--- Document text Enclosed Below ---

Sharing a guest post today by a long time activist around the environmental threats of militarism. (Images added.) Newspapers local to Vandenberg SFB didn’t want to publish this fine op-ed, preferring instead to regurgitate government and corporate press releases that boost militarized space programs.
Vandenberg Space Programs Threaten Santa Barbara
by Nina Beety
Why is the ozone layer deteriorating despite international action such as the ban on CFCs? The misleading green and blue on NASA’s maps actually signifies low ozone.
The aerospace industry is a major factor. Dallas et al (2020): [O]zone depletion is one of the largest environmental concerns surrounding rocket launches from Earth.” NASA discovered in 2007 that UV-C and UV-B were already reaching the Earth but failed to act. UV radiation is having lethal effects on species now.
Rockets destroy ozone. Rocket emissions from the four principal fuel types “cause prompt and deep ozone loss (approaching 100%) in the immediate plume wake, caused by the radical emissions, over areas of hundreds of square miles lasting several days after launch. These stratospheric ‘‘ozone mini-holes’’ have been well observed in situ by high altitude aircraft plume sampling campaigns.”(Ross et al, 2009) Radicals are oxides of hydrogen, nitrogen, bromine, and chlorine. “Stratospheric ozone levels are controlled by catalytic chemical reactions driven by only trace amounts of reactive gases and particles…A single radical molecule emitted into the stratosphere, for example, can destroy up to ~105 [100,000] ozone molecules before being deactivated and transported out of the stratosphere. ..[D]irect injection into the stratosphere over a limited area (a rocket plume, for example) will cause a prompt, localized, ozone ‘‘hole.’’
Vandenberg is damaging the ozone layer locally over Santa Barbara County now. Yet the Coastal Commission in June quietly approved SpaceX’s expansion there to 36 launches per year, and in September, will likely approve a new Phantom Space Company space complex at Vandenberg and allow 48 rocket launches per year. That’s 1.5 launches per week, and more projects are coming. Commission staff claim their hands are tied.
The shockwave of de-orbiting debris, satellites, and rockets creates nitric oxide which also destroys ozone.
Further, the sun makes ozone and replenishes the ozone layer in the stratosphere, but rocket pollutants there, including exhaust, water vapor, soot, and alumina, block the sun’s rays from repairing the ozone layer. And those rocket byproducts accumulate with every launch, persisting for up to three years before falling out.

--- End of Enclosed Document text ---

**Your assignment**.
Extend the op-ed on Vandenberg rocket launches and ozone loss, picking up right after its last sentence.

--- Data below Enclosed Below ---

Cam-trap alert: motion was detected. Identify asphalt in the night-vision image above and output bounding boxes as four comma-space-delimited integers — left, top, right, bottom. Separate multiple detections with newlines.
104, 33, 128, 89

--- End of Enclosed Data below ---

**Solved exercise**.
Researchers including Martin Ross, Darin Toohey, and James Vedda have repeatedly warned the industry that public awareness could curtail rocket launches.
The long-lived aerospace pollution also acts like an insulating blanket, trapping Earth’s natural and human-made heat from venting into space. This will cause planetary warming and destabilize the climate.
Other serious problems exist. Aerospace pollution and explosions contaminate land, air, water, and ocean, harming wildlife. Nuclear spacecraft are being developed. Orbital congestion has created collision risks. And when rockets and satellites de-orbit, they burn and disintegrate into dust, gases, and flaming debris that fall down; the FCC proposes a 1 in 10,000 casualty risk from fall-out as “acceptable”.
Satellite systems also increase RF-EMF radiation exposure globally, damaging health and disrupting wildlife’s ability to navigate by Earth’s natural EMF fields. Bees, insects, and birds are particularly vulnerable. The U.S. Department of Interior warned in 2014 about this radiation’s devastating impacts to birds, and in 2020, a New Mexico 5G “live fire” drill by SpaceX and the military may have killed up to several million birds in the region. Emissions just discovered from SpaceX equipment may also interfere with the magnetosphere and Earth’s natural electric circuit, leading to extreme weather.
Federal and state legislators ignore this toxic reality.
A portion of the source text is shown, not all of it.